■ Written exercise
Return, unchanged, the lines of the entries below from the very first one through the line that contains "left=10, top=156, right=22, bottom=170", with both ends included.

■ Data records
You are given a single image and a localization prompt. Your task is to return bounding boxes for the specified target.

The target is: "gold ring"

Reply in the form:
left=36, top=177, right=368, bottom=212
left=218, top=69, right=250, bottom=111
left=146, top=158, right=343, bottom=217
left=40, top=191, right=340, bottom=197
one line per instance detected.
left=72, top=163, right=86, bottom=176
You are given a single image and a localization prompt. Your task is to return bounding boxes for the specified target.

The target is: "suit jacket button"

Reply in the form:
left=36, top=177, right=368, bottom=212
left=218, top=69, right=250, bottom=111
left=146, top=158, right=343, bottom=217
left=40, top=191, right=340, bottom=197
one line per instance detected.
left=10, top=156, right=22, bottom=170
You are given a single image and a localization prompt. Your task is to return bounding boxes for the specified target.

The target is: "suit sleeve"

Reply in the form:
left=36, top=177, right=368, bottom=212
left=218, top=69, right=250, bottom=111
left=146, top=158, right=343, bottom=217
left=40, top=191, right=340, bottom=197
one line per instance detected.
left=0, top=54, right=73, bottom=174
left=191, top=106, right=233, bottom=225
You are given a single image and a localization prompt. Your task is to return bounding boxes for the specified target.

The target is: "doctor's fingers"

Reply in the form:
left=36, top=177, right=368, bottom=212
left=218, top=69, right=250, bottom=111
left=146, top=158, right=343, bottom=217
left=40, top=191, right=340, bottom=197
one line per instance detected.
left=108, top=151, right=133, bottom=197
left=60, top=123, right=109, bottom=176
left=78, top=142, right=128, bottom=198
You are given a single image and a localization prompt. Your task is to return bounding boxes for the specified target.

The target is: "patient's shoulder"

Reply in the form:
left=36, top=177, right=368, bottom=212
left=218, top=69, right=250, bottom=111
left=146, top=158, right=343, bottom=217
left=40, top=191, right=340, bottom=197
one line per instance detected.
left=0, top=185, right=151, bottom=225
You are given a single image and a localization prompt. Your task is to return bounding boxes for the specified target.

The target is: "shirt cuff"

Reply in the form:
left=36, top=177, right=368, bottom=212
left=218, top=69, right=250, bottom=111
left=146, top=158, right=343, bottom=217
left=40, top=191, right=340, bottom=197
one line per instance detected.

■ Answer for the task
You are given a single image and a localization prompt. Your task is to return bounding boxes for the specified target.

The target is: "gold ring"

Reply in the form:
left=36, top=177, right=368, bottom=212
left=218, top=69, right=250, bottom=111
left=146, top=158, right=343, bottom=217
left=40, top=191, right=340, bottom=197
one line per instance detected.
left=72, top=163, right=86, bottom=176
You are given a single image and a localization prompt. Your task is to return bounding boxes for the specified target.

The target is: "suit jacket button"

Reply in the form:
left=36, top=177, right=368, bottom=212
left=218, top=69, right=250, bottom=111
left=146, top=158, right=343, bottom=217
left=40, top=191, right=340, bottom=197
one line per instance detected.
left=10, top=156, right=22, bottom=170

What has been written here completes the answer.